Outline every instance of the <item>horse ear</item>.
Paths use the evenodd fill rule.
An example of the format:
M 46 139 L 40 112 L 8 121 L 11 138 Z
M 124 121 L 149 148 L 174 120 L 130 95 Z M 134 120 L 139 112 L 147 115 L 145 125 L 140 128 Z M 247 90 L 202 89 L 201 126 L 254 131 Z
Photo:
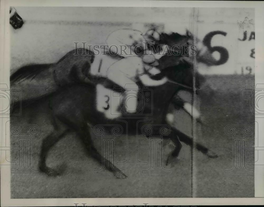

Your objective:
Transcribe the listing above verbatim, omitting the picture.

Exercise response:
Outline every instance of the <item>horse ear</item>.
Paths use the evenodd fill rule.
An example of the format:
M 46 139 L 40 112 L 8 121 L 11 138 Z
M 124 121 L 149 148 L 174 120 L 130 95 Z M 134 120 L 139 112 L 147 115 L 145 125 L 140 128 Z M 247 90 L 202 89 L 201 126 L 254 131 Z
Photo:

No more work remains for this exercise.